=== Supplied text ===
Indeed, Coppola has literally put her signature on the other family business—wine. A blend of Syrah and Cabernet Sauvignon (“I like Syrah, especially when it’s used in blends,” says Coppola), the fruit is sourced from both the Sonoma vineyard and their historic Inglenook property in Napa. Award-winning winemaker Corey Beck, who has worked for the family for more than 15 years and knows Eleanor well, was able to craft a wine that reflects her personal tastes. She designed the label featuring her own autograph, which serves as the wine’s brand and personal endorsement.

“I’m totally delighted. It turned out better than I expected. I didn’t know it would be so good. I’m very appreciative of Corey’s work. The whole thing was fun,” she said. “I think that you should be doing work that’s fun.”

Besides working with the winemaker, Coppola works with other winery talent to put her signature touch on the entire visitor’s total experience.

“We’re very fortunate to have Ellie readily available to lend her artistic and critical eye to our work. She always goes beyond a simple ‘yes’ or ‘no,’ taking the time to explain where she’s coming from,” says Janiene Ullrich, director of shared services for Francis Ford Coppola Presents. Ullrich is tasked with sourcing the myriad merchandise sold at the winery. When traveling, Coppola often contacts Ullrich with the details of an item that has caught her eye, and Ullrich endeavors to bring it to the winery.

The merchandise then serves as both a keepsake for winery visitors as well as a mnemonic for Coppola. “It often unravels into a great memory or story, and it’s a treat to hear her tell it,” says Ullrich of the various textiles and scarves, jewelry and plates that find their way to Geyserville.
===
* Required action 1
List the kinds of merchandise that, according to the Coppola wine article, find their way to Geyserville.
* Required action 2
According to the Coppola wine article, how long has Corey Beck worked for the family?
* Required action 3
Continue the Coppola wine article from its final sentence.
The data comes from a different source than the Coppola wine article.
=== The data ===
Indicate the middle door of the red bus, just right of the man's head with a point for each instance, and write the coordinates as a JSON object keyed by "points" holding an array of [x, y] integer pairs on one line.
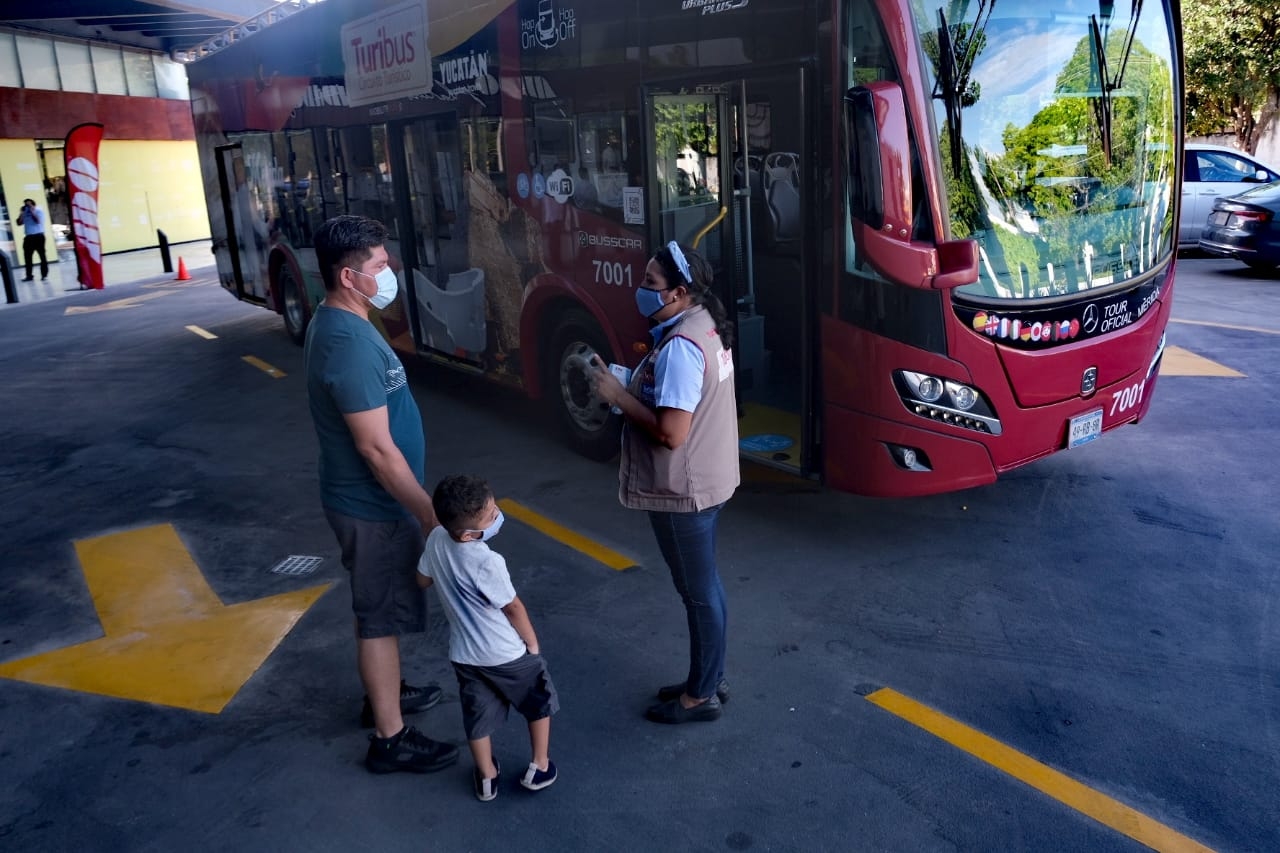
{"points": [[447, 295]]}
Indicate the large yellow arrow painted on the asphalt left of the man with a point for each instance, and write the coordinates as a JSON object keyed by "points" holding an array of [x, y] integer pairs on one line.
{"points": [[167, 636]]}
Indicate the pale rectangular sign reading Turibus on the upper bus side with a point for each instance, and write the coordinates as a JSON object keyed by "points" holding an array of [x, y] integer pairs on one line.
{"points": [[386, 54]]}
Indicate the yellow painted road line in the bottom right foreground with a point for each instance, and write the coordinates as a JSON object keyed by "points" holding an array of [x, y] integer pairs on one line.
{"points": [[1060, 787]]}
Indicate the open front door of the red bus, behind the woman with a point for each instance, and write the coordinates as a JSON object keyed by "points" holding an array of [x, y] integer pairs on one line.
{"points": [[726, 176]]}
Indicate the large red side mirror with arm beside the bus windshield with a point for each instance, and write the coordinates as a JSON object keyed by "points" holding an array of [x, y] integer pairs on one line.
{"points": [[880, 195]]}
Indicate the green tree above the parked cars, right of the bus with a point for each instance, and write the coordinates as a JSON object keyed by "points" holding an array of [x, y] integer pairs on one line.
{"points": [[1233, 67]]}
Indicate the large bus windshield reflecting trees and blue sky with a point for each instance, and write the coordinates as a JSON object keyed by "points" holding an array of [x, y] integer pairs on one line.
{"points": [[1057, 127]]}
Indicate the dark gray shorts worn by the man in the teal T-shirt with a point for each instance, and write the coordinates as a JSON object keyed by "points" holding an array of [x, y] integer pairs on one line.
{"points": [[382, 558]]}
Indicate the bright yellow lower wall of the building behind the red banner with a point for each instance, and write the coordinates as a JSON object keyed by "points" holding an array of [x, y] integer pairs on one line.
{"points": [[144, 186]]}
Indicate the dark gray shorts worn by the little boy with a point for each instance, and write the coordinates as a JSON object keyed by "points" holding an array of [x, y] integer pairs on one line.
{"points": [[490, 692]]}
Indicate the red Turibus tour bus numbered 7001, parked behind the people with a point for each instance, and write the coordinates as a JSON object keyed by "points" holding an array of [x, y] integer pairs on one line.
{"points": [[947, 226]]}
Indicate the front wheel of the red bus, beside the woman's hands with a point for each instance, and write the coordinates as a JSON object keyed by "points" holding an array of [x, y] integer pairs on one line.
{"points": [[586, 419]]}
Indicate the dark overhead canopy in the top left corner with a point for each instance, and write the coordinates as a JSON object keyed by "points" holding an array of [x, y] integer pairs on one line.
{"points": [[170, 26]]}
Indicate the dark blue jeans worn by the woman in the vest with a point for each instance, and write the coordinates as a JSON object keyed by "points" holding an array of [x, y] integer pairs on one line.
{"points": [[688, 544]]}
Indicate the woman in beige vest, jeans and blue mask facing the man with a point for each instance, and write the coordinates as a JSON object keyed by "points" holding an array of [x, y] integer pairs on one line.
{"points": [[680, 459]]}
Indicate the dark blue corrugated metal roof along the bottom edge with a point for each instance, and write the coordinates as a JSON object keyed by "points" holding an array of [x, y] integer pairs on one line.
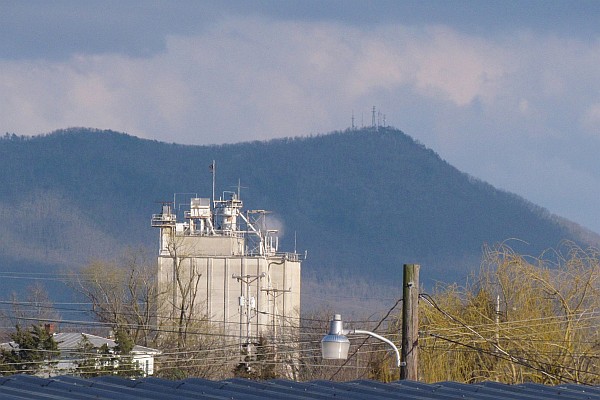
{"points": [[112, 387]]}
===
=== The data ===
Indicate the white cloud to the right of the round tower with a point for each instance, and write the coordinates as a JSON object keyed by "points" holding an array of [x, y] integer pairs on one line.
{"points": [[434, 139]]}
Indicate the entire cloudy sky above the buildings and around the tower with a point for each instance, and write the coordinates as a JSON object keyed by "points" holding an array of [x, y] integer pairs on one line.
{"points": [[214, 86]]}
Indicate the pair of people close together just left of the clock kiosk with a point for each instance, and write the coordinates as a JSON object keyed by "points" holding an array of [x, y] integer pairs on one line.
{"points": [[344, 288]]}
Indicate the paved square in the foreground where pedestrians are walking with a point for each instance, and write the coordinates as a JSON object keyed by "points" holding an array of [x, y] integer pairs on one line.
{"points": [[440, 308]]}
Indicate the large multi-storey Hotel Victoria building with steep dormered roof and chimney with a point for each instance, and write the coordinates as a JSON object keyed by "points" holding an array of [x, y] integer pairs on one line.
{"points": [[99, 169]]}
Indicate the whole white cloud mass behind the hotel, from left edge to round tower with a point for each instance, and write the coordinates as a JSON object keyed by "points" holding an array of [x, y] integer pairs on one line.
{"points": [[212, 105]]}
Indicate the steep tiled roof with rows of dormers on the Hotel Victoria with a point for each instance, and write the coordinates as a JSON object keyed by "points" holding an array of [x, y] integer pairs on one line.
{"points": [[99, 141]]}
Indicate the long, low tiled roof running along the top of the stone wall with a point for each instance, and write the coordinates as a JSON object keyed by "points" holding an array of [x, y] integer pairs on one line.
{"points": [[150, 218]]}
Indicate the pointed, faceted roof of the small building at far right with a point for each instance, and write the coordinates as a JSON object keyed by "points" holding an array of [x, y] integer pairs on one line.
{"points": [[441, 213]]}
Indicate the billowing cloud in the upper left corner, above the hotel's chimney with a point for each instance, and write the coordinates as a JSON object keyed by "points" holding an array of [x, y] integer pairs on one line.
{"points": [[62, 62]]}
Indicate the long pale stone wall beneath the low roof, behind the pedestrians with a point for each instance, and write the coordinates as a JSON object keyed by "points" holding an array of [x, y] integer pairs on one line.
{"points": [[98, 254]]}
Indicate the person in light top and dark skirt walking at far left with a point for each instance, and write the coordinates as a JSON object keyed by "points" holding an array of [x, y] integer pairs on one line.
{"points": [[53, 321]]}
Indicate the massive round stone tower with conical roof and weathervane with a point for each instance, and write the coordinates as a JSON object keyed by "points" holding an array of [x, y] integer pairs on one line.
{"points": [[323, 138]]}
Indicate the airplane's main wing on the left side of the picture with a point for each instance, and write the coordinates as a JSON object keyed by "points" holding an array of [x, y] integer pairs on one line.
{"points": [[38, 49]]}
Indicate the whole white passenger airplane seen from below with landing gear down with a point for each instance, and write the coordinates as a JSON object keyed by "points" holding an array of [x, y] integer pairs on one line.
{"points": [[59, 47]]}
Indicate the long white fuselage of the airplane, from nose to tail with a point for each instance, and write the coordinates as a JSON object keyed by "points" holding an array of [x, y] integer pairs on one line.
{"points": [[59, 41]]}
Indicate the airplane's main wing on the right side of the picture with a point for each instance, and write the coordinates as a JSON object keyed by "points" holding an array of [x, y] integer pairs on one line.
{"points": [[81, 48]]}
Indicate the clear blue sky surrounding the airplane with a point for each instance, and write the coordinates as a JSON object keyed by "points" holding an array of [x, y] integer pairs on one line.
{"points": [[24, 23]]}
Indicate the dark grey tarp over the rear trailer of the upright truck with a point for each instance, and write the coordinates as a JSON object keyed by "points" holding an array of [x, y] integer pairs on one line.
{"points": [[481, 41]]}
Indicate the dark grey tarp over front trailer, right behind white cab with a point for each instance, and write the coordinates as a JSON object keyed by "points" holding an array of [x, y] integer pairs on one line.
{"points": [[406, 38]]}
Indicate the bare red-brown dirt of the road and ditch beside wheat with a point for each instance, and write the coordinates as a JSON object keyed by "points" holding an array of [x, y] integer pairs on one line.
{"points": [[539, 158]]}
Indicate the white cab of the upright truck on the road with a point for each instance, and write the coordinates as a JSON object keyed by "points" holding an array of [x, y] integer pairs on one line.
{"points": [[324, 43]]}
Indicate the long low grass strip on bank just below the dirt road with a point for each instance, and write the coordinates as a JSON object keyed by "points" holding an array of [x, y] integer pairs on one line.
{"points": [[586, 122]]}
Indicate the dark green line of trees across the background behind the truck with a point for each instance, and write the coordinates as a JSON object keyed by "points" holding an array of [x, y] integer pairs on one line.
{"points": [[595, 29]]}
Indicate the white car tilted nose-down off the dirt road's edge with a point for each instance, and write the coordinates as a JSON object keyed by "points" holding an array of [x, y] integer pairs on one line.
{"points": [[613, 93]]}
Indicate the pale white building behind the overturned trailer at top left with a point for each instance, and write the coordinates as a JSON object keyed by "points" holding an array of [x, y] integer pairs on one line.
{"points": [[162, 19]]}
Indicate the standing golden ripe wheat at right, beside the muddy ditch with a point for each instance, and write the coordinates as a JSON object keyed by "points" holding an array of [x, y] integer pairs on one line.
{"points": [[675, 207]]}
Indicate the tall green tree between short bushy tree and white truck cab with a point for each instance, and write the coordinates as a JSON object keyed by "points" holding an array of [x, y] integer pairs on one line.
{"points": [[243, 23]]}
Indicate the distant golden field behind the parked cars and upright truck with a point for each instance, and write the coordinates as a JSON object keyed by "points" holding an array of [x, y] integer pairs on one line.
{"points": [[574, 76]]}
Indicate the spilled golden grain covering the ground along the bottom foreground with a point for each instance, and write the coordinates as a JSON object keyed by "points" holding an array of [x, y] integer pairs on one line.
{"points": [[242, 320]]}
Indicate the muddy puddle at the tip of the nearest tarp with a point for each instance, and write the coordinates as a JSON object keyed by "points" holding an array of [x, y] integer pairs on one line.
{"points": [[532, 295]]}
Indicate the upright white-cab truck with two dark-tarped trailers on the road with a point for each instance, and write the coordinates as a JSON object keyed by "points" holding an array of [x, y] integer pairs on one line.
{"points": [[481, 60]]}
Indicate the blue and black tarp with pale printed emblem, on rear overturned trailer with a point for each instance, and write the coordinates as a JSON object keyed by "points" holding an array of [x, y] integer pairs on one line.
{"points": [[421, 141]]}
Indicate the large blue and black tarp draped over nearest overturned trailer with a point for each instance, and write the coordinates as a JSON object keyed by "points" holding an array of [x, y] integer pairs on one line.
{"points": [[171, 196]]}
===
=== The data ===
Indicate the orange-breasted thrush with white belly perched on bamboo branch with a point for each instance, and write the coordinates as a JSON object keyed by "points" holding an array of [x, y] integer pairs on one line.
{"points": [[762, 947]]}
===
* Expected output 1
Textiles, scarves, jewelry, plates

* Expected output 2
More than 15 years.

* Expected output 3
Recently, while her husband was on business in China, Coppola ensconced herself in her rural, creative space and let her muse lead her where it would.

“I literally moved into my studio for four days and three nights,” she recalls. “It’s a little bit like camping. It doesn’t have a shower, there’s a hotplate, the basics. I just stayed in there and hiked around nearby. It’s been really interesting,” she reflects. “I’ve never been alone. All my life, I’ve had kids, I’ve had a husband and family around me. Sometimes, I’ve been to a hotel for a couple of days or something, but there’s still interaction. I had no phone, no email, no interaction with the outside world. Just me in my space and nature surrounding was a very deep experience.”

One of Coppola’s guiding principles could be summed up simply: “Find what you’re meant to do, and do that.”

“If you’re really doing what you’re meant to do, there are a lot of wonderful highs. In the creative process, there are also a lot of discouraging moments when you can never reach your internal vision, and the frustration that you can’t get things exactly right,” she says. “I think life should be a process of doing what you do well and enjoying it.”

Cheers to that.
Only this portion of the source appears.